━━━━━ Text block ━━━━━

2018/19 for me - better than the 2016 I've currently got. £265 is a bit much. The wife's x3 was £50 from bmw for the 2020 map.


----------



## connor0431 (Feb 24, 2013)

mine was 2015 when i collected the car.

Is that downlaod something you can share at all?


----------



## TTpiloti (Oct 9, 2020)

connor0431 said:


> mine was 2015 when i collected the car.
> 
> Is that downlaod something you can share at all?


I would if myaudi would let me download it... when I select download for the map data, I get an error - Failed loading mapcare installer- happens with Chrome and Edge. Have to say Audi's applications are pants.


----------



## Toshiba (Jul 8, 2004)

layer 7 error...


----------



## TTpiloti (Oct 9, 2020)

Toshiba said:


> layer 7 error...


What's the resolution?

━━━━━ Records shown ━━━━━

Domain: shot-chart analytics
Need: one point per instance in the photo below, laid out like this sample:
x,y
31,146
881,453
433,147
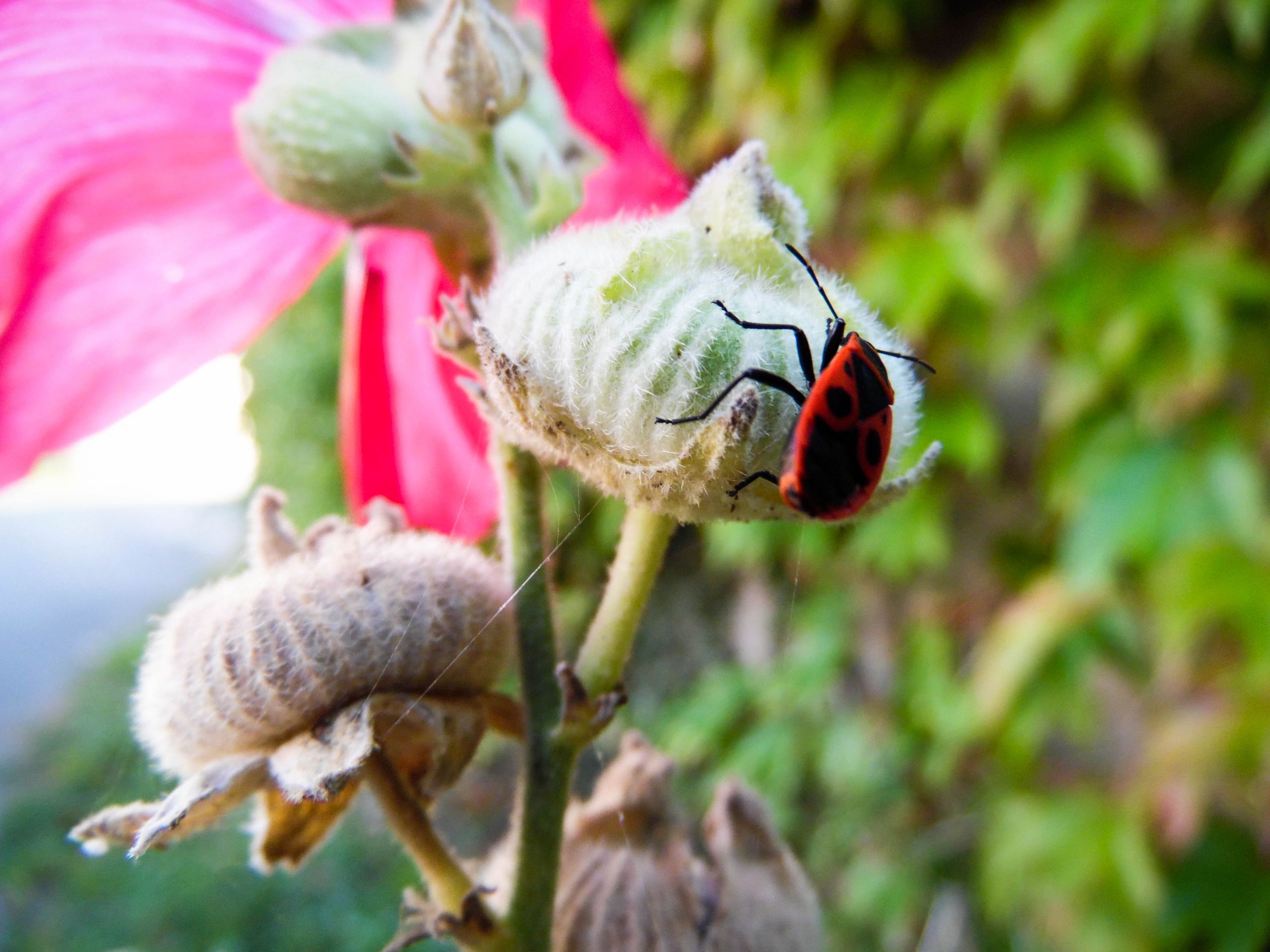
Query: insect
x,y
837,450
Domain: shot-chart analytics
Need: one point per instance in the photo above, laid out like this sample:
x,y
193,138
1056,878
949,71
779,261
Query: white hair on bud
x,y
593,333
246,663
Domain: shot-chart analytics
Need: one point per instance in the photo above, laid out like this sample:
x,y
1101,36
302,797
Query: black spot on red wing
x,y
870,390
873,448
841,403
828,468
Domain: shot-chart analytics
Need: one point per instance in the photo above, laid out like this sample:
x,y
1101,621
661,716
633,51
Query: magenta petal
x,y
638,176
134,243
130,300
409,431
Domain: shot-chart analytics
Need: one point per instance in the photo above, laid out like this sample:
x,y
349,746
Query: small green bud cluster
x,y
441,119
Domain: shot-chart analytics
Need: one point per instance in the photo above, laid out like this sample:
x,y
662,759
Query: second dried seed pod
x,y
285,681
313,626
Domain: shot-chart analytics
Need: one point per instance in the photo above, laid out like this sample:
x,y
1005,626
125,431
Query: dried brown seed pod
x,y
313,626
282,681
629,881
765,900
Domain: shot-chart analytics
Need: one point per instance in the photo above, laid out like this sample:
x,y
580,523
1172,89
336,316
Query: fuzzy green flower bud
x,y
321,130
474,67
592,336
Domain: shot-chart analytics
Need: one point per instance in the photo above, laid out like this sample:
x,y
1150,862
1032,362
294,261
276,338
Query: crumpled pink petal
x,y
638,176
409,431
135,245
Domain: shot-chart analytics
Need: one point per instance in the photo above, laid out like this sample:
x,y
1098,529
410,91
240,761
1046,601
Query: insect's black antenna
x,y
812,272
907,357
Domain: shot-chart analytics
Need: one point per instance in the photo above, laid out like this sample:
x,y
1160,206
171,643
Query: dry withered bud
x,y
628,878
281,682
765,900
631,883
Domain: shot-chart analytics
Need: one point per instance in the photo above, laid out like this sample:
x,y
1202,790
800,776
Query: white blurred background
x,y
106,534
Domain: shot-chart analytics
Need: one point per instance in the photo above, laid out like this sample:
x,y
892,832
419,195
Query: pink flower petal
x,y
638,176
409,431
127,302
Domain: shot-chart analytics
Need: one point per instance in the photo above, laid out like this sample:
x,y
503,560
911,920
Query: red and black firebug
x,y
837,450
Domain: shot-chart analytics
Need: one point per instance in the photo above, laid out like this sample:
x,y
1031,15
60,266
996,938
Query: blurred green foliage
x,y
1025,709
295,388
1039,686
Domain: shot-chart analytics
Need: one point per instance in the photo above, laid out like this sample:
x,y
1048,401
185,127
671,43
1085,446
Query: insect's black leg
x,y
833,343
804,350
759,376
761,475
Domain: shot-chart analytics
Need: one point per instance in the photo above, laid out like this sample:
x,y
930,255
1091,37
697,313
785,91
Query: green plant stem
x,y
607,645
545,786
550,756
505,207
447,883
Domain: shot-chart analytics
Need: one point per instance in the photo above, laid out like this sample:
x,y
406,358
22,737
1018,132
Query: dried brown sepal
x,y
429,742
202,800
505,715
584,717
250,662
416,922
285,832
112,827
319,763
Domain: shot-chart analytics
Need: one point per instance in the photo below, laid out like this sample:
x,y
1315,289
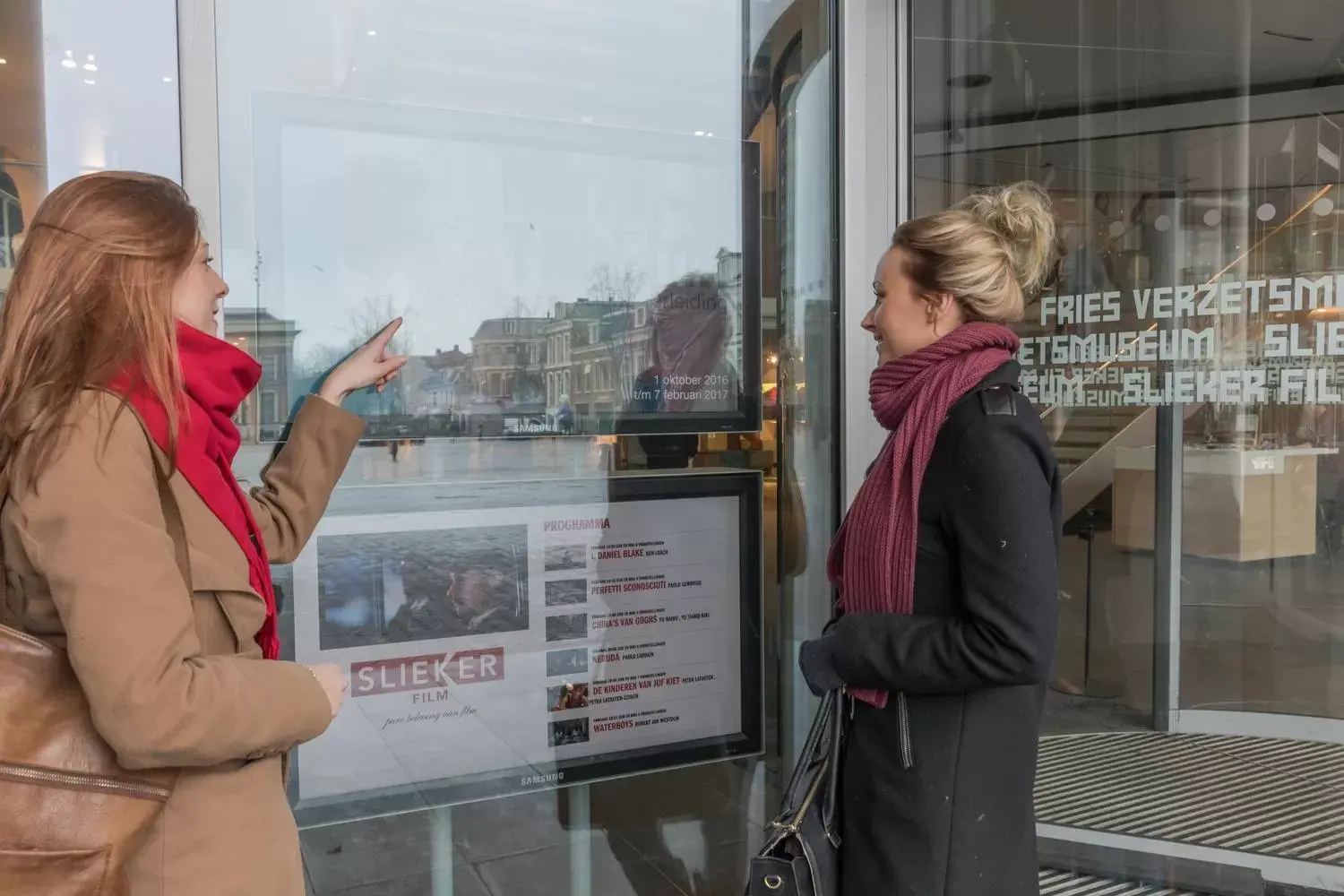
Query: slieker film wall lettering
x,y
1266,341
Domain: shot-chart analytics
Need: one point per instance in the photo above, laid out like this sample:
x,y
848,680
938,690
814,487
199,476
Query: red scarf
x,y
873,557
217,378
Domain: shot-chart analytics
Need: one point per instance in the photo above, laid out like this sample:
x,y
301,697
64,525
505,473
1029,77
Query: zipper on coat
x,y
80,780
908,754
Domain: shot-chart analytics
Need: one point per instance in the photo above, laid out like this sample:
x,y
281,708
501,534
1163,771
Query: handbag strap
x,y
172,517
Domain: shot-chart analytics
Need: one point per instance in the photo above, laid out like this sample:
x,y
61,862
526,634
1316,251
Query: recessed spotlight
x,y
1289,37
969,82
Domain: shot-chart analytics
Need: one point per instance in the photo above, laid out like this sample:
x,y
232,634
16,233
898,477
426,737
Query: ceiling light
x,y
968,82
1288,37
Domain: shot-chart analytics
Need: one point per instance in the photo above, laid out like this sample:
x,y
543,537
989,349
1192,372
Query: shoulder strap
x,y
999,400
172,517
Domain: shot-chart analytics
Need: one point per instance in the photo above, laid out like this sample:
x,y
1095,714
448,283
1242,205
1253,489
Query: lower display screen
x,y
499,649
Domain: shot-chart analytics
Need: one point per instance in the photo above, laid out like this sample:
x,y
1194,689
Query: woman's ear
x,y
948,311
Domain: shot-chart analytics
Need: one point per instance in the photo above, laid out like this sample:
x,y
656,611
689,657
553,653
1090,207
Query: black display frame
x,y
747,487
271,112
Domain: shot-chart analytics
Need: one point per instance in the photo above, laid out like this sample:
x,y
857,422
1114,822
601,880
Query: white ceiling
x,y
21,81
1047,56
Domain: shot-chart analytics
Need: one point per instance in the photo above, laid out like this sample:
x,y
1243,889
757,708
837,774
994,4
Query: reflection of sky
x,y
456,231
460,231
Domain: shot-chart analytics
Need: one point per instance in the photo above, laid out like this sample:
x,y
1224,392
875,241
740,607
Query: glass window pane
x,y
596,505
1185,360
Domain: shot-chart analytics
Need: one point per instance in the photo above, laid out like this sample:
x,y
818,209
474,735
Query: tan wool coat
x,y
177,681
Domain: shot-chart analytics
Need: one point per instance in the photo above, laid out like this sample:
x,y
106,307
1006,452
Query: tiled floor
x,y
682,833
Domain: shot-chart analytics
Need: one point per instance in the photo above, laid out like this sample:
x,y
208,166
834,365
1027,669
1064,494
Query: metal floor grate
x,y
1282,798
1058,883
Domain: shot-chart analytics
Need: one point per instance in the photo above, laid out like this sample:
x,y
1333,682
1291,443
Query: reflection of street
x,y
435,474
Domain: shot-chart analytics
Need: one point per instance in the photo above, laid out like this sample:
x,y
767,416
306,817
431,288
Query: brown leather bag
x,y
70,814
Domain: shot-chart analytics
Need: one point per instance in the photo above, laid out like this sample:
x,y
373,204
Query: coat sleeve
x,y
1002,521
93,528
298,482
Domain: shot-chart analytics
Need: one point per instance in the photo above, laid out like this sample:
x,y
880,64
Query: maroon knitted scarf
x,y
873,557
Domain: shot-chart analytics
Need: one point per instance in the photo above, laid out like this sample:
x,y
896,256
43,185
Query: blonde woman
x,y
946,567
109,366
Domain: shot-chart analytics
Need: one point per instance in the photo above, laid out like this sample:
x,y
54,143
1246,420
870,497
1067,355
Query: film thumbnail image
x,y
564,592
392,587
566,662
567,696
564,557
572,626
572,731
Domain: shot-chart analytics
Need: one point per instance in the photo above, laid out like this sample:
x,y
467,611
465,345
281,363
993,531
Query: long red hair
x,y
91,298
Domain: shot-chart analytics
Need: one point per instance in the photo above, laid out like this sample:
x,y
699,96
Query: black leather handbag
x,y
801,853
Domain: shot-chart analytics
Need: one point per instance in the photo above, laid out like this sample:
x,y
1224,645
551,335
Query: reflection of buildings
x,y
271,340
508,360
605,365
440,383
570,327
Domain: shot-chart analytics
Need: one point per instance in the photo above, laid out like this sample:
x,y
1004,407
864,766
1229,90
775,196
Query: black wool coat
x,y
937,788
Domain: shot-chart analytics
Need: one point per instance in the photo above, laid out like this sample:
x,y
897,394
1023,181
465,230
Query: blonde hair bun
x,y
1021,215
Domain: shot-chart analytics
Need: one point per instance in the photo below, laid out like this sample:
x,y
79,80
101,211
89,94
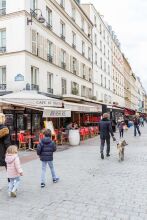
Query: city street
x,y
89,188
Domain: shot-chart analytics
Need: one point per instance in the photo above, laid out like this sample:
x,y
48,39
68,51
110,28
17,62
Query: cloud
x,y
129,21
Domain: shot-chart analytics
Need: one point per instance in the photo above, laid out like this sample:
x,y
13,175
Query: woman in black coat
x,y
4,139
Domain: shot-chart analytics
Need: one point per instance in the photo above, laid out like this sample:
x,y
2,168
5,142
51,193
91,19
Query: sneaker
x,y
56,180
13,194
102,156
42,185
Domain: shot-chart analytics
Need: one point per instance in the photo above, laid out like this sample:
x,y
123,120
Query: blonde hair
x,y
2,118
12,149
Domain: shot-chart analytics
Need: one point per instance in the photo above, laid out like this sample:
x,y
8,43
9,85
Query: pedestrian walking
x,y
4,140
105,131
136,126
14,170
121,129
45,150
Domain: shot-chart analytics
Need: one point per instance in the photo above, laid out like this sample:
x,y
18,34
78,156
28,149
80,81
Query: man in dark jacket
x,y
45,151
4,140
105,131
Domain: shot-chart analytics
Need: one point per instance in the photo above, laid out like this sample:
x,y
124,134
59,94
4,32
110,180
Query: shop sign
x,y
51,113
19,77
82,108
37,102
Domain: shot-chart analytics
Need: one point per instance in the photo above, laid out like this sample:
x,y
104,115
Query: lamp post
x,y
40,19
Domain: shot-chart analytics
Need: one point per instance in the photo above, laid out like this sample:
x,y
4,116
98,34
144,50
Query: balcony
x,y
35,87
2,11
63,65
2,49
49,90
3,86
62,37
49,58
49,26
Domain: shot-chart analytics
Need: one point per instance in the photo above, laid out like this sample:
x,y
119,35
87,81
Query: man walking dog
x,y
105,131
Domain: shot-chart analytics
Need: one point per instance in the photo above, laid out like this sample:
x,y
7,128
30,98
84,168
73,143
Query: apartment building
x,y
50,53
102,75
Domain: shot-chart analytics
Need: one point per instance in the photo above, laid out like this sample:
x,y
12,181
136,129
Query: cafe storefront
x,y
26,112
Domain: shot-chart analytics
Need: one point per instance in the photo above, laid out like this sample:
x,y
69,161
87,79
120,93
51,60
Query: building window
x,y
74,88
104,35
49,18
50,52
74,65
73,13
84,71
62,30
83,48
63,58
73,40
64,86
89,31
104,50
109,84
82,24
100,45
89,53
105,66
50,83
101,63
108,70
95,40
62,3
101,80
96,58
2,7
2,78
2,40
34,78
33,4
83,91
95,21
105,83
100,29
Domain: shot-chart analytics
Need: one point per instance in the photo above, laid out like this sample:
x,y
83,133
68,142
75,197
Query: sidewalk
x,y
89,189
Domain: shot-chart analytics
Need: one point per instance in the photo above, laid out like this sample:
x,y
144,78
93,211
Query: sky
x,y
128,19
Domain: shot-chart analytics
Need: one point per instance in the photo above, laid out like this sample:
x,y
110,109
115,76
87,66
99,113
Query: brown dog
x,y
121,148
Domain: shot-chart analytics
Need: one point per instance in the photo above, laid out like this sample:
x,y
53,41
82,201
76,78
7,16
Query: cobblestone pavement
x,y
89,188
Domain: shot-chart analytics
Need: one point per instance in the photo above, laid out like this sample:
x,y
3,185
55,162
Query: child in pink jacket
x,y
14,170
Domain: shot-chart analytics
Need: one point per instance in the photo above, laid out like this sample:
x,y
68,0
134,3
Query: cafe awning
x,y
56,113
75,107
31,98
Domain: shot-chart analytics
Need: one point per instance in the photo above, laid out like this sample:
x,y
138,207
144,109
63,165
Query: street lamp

━━━━━

*What to do*:
1. According to the map update thread, what error appears when TTpiloti selects download for the map data?
2. Carry the map update thread forward from its final post.

*The answers*:
1. Failed loading mapcare installer

2.
----------



## connor0431 (Feb 24, 2013)

So I updated to version 1339 and it appears the options under WiFi settings have changed :/

Previously there used to be a client function I think, can't quite remember what it was called but it appears that since the update this has changed the WiFi setting section :/.

I'm not entirely sure how I connect to the wifi now, does anyone have any ideas?

Just trying to sort Audi connect, I do have a sim coming but want to try the wifi as well.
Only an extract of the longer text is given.